» **Problem to solve**:
Reproduce the listing below exactly, minus its pictures.

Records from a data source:
--- begin ---

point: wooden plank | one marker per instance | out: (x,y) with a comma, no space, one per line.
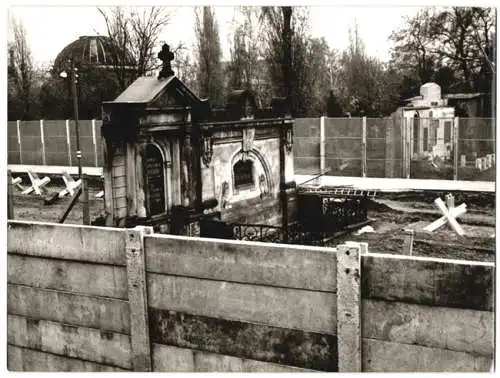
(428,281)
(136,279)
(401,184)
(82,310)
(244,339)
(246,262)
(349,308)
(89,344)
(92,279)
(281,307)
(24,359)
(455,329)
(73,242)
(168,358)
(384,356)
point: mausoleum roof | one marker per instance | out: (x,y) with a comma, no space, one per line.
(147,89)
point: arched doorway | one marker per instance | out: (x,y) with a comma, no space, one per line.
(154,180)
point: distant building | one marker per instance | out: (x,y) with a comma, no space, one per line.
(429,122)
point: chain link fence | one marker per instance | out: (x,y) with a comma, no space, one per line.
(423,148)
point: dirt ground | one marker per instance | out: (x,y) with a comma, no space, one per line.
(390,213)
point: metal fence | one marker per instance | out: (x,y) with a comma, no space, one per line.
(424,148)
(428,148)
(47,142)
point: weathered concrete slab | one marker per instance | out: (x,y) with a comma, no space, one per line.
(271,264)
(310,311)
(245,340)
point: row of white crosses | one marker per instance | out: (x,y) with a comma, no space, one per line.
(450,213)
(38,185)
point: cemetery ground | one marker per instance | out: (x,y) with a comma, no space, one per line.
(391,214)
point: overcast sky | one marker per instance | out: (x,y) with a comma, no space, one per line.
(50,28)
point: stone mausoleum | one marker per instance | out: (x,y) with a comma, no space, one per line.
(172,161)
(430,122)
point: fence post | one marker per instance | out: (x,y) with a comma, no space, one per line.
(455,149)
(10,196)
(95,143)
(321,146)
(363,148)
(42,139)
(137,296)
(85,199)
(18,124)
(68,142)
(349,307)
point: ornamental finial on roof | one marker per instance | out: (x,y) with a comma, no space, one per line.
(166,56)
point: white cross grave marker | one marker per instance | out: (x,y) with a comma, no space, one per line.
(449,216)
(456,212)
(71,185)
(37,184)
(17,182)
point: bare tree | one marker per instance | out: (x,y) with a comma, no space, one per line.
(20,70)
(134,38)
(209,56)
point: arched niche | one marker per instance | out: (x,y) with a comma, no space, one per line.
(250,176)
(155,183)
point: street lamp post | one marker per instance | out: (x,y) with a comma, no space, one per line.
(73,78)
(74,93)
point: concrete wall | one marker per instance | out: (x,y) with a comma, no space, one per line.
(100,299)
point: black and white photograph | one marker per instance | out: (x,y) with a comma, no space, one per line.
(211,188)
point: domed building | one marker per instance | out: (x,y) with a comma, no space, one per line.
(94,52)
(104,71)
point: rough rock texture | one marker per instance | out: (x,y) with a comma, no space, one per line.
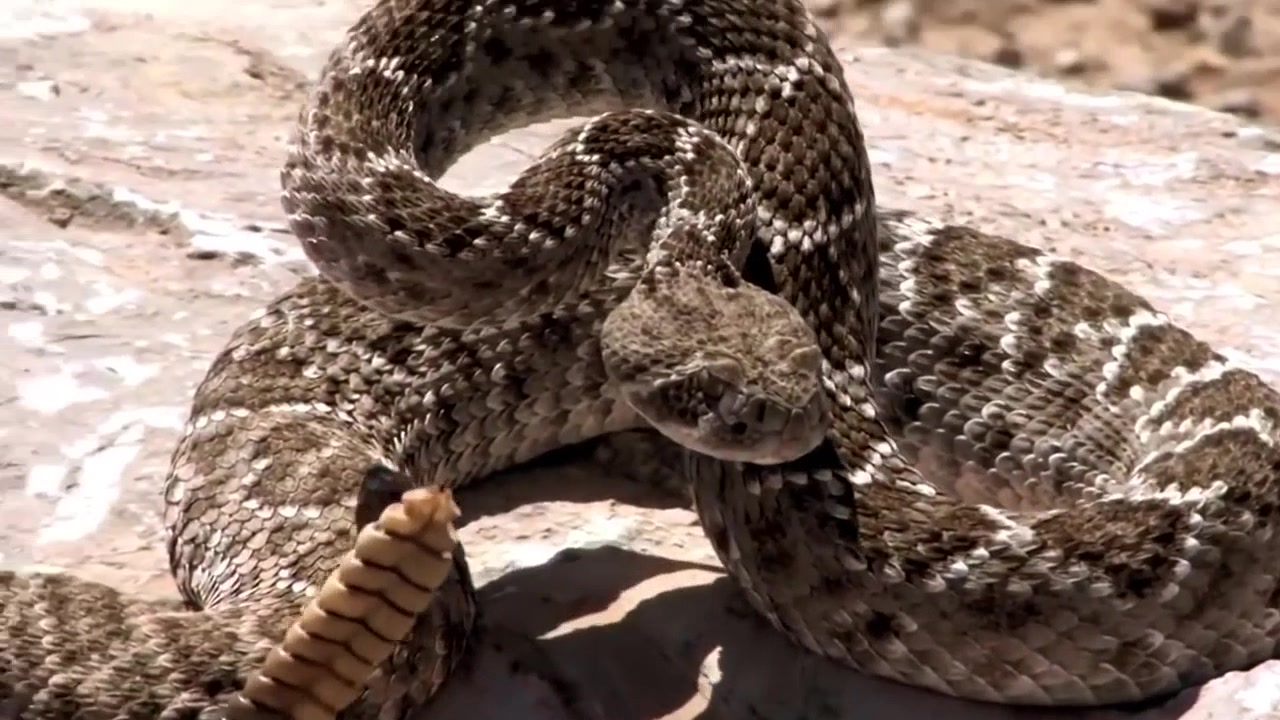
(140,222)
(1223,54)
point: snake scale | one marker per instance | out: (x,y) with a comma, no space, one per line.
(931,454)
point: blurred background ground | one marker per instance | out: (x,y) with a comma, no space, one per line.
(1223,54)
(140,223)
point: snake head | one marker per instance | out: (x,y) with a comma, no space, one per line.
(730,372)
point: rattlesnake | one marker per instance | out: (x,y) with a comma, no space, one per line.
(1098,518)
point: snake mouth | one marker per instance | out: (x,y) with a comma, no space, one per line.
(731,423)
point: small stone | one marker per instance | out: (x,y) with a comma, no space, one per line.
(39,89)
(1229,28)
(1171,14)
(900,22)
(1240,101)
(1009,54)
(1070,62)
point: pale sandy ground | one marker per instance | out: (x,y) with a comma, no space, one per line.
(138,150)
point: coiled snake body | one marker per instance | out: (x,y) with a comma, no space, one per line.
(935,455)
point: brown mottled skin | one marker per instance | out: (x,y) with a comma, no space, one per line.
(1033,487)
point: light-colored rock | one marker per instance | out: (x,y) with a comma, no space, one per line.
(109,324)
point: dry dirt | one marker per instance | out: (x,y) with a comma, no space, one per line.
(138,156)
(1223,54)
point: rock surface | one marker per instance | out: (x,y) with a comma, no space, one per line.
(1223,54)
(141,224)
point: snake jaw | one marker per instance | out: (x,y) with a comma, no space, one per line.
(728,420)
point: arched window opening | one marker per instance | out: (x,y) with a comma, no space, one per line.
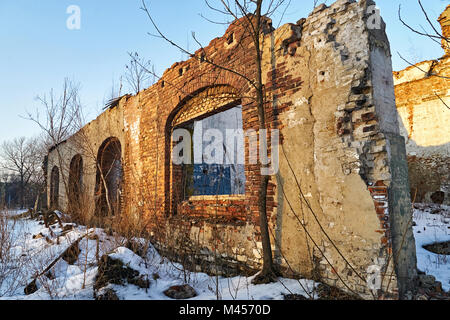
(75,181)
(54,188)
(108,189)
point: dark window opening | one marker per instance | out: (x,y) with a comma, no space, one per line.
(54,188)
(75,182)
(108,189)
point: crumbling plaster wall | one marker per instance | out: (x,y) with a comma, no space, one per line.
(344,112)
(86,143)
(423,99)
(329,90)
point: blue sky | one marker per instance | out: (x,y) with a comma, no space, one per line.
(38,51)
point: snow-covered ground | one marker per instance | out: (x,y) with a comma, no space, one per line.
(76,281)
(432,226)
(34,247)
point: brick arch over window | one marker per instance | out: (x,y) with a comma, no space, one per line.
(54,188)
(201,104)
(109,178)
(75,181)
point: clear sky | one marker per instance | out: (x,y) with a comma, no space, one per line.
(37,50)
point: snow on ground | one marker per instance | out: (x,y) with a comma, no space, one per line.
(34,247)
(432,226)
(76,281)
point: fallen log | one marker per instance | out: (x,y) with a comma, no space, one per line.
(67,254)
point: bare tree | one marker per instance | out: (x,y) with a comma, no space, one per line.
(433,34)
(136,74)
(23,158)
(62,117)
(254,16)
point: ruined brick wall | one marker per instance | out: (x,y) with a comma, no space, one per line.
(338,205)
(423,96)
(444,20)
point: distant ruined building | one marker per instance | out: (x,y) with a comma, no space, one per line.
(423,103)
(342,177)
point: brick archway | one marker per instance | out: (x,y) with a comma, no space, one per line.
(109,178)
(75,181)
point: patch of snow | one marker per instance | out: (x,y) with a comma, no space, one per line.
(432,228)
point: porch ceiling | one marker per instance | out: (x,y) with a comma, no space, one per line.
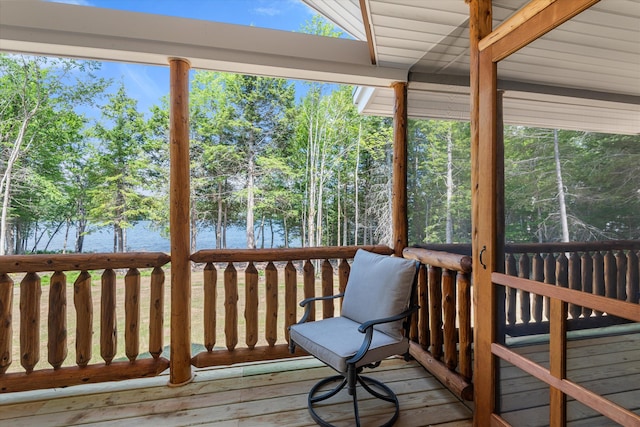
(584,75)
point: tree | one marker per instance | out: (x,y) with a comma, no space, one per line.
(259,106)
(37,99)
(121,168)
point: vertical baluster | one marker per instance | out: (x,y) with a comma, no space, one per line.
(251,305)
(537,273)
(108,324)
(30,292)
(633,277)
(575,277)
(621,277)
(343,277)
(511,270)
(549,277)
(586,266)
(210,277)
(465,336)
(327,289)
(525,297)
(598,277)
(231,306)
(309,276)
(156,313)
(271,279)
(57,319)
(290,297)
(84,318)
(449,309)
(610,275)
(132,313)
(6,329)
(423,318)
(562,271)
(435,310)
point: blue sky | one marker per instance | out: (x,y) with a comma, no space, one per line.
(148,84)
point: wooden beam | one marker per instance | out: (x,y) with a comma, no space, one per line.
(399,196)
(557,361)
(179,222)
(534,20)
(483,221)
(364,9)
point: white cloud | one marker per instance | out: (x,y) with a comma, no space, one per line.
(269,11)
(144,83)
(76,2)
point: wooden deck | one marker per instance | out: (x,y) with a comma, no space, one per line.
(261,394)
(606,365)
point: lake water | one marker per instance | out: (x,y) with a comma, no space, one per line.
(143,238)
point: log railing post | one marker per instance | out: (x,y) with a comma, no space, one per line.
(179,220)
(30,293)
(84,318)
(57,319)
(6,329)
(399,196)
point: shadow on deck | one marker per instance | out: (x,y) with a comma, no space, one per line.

--- end ---

» **Solution to this task**:
point: wooden plank | one marker per instance | out: (x,y) with a comma, no space, one per line.
(428,281)
(136,279)
(401,184)
(82,310)
(244,339)
(246,262)
(349,308)
(89,344)
(92,279)
(281,307)
(24,359)
(455,329)
(73,242)
(168,358)
(384,356)
point: mausoleum roof | one marker per instance | out: (x,y) with a comma, no space, one per line.
(147,89)
point: arched doorway | one marker per instance | out: (x,y) with a comma, no space, one per line.
(154,180)
point: distant building | one marker per instance | out: (x,y) with a comma, no space, one per line.
(429,122)
point: chain link fence | one marker per instance | out: (x,y) with a comma, no space, one per line.
(423,148)
point: dirt ground | one marker per instance | out: (x,y) with a comma, no space, one per line.
(390,213)
point: metal fence | one marker per instance | out: (x,y) with a comma, no space, one per line.
(424,148)
(428,148)
(47,142)
point: weathered concrete slab | one marker per instance | out: (x,y) with a comma, no space, one per line.
(271,264)
(310,311)
(245,340)
point: row of white crosses | one marker per instance | out: (x,y) with a comma, no space, one per line.
(450,213)
(38,185)
point: cemetery ground | one marker per instance | out: (x,y) with a comma, no space, one per line.
(391,214)
point: overcast sky | one marker per instance | out: (x,y) with a comma, no space, one per line.
(50,28)
point: stone mausoleum | one marker per instance | out: (x,y) with a comma, no space, one per line.
(172,161)
(430,122)
point: fence post | one marker per instance | out: (x,y) with a comma, no space, one per line.
(455,149)
(10,196)
(95,143)
(321,146)
(363,148)
(42,139)
(137,296)
(85,199)
(18,124)
(68,142)
(349,307)
point: ornamental finial on roof | one marker per instance | out: (x,y) with a comma, no space, one per line.
(166,56)
point: white cross grave marker | one marker per instance | out: (x,y) with a comma, no space, one per line.
(449,216)
(456,212)
(71,185)
(37,184)
(17,182)
point: bare tree | one marker per instance | out: (x,y) with a comma, no space, one per line.
(20,70)
(134,38)
(209,56)
point: arched niche | one marker per instance | out: (x,y) with a comma, no space, one per line.
(250,176)
(155,183)
point: street lamp post | one marker per instance | out: (x,y) with a comma, no space, one per line.
(73,78)
(74,93)
point: concrete wall | one marker per instance | out: (x,y) with a comma, no space, one per line.
(100,299)
point: black and white photograph | one marker per instance | out: (x,y) with a comma, no space, one per line.
(211,188)
point: domed building | one marker per instance | out: (x,y) with a comma, no space, one per line.
(94,52)
(104,71)
point: rough rock texture | one marker per instance | out: (x,y) with a comma, no space, one per line.
(140,222)
(1223,54)
point: snake scale | one marker per instance | out: (x,y) with a comma, no space, one per line.
(931,454)
point: blurred background ground | one marker per instance | out: (x,y) with a comma, no space, one per line.
(1223,54)
(140,223)
point: snake head | one marker per instance | out: (x,y) with a comma, no space, one per line.
(730,372)
point: rattlesnake | one marker per instance | out: (x,y) with a comma, no space, one per line.
(1098,518)
point: snake mouth | one marker per instance | out: (x,y) with a comma, no space, one per line.
(731,423)
point: small stone | one marker per instance | out: (x,y) with a comma, no space, one per line.
(39,89)
(1229,28)
(1171,14)
(900,22)
(1240,101)
(1009,54)
(1070,62)
point: pale sandy ground | one marker per instance | out: (x,y) with a comma, no space, one per line.
(138,150)
point: coiled snake body | one marker per instance | out: (x,y) with a comma, no space, one per line.
(935,455)
point: brown mottled skin | one marker per instance | out: (x,y) with a comma, no space, one per line.
(1033,487)
point: light-colored rock | one marker per instance | out: (x,y) with a comma, no space, one per line.
(109,324)
point: dry dirt | one marker per instance | out: (x,y) with a comma, no space, one per line.
(138,156)
(1223,54)
point: rock surface | one marker per instance | out: (x,y) with a comma, no space, one per line.
(1223,54)
(141,224)
point: snake jaw | one marker per instance | out: (x,y) with a comma, no space, one per line.
(728,420)
point: arched window opening | one marker per instance | out: (x,y) with a comma, no space, one per line.
(75,181)
(54,188)
(108,189)
point: dark window opening | one marker per instance | out: (x,y) with a comma, no space, one per line.
(54,188)
(75,182)
(108,189)
point: crumbling plaster wall | one marker per instance | out: (x,y) with a comma, no space, one per line.
(344,112)
(86,143)
(423,99)
(329,90)
point: blue sky | one marker per instance | out: (x,y) with a comma, no space, one per line.
(38,51)
point: snow-covered ground | one marker per instance | out: (x,y) with a comma, no space, one per line.
(76,281)
(432,226)
(34,247)
point: brick arch over window | one marker per instance | out: (x,y) with a comma, no space, one per line.
(54,188)
(201,104)
(109,178)
(75,181)
point: clear sky | one marker per instance | out: (x,y) with a comma, no space, one per line.
(37,50)
point: snow on ground | one marker per instance | out: (x,y) with a comma, no space, one per line.
(34,247)
(432,226)
(76,281)
point: fallen log | one marker per instance | out: (x,y) with a comma, no space, one per line.
(67,254)
point: bare tree | one marker per instance | out: (x,y) with a comma, no space, one per line.
(433,34)
(136,74)
(23,158)
(62,117)
(254,16)
point: ruined brick wall | one marker per instance | out: (x,y) with a comma, no space, one per line.
(338,205)
(423,96)
(444,20)
point: distant ruined building | one marker per instance | out: (x,y) with a comma, no space, one per line.
(423,103)
(342,177)
point: brick archway | one marker per instance | out: (x,y) with a comma, no space, one per line.
(109,178)
(75,181)
point: patch of snow | one marker per instance | out: (x,y) with a comma, no space, one per line.
(432,228)
point: porch ceiling | one marker per instance | out: (x,y) with a comma, no space, one per line.
(584,75)
point: tree | one marker per instance | out: (x,y) with a comma, no space, one per line.
(259,106)
(37,99)
(121,168)
point: vertical baluster | one marker per instance | out: (x,y) with a comma, no space, one per line.
(251,305)
(537,273)
(108,324)
(30,292)
(633,277)
(575,277)
(621,277)
(343,277)
(511,270)
(549,277)
(586,266)
(210,277)
(465,336)
(327,289)
(525,297)
(598,277)
(231,306)
(309,276)
(156,313)
(271,279)
(57,319)
(290,297)
(84,318)
(449,309)
(610,275)
(132,313)
(6,329)
(423,318)
(562,271)
(435,310)
point: blue sky | one marker per instance | out: (x,y) with a comma, no space, one per line.
(148,84)
point: wooden beam | one marker per instance | out: (x,y) with a comma, no space, one per line.
(399,196)
(557,361)
(179,222)
(534,20)
(483,221)
(364,9)
point: white cloud | one marker per instance | out: (x,y) with a comma, no space, one per line.
(269,11)
(144,83)
(76,2)
point: wooden deck | one marker per instance | out: (x,y) with a comma, no space, one per line.
(261,394)
(606,365)
point: lake water | one marker per instance | out: (x,y) with a comma, no space, one per line.
(143,238)
point: log railing post | one marker per instance | out: (x,y) with a comma, no space, one per line.
(179,220)
(30,293)
(84,318)
(57,319)
(6,329)
(399,196)
point: shadow on deck | one marker per instance | out: (x,y) with a comma, no space, one per line.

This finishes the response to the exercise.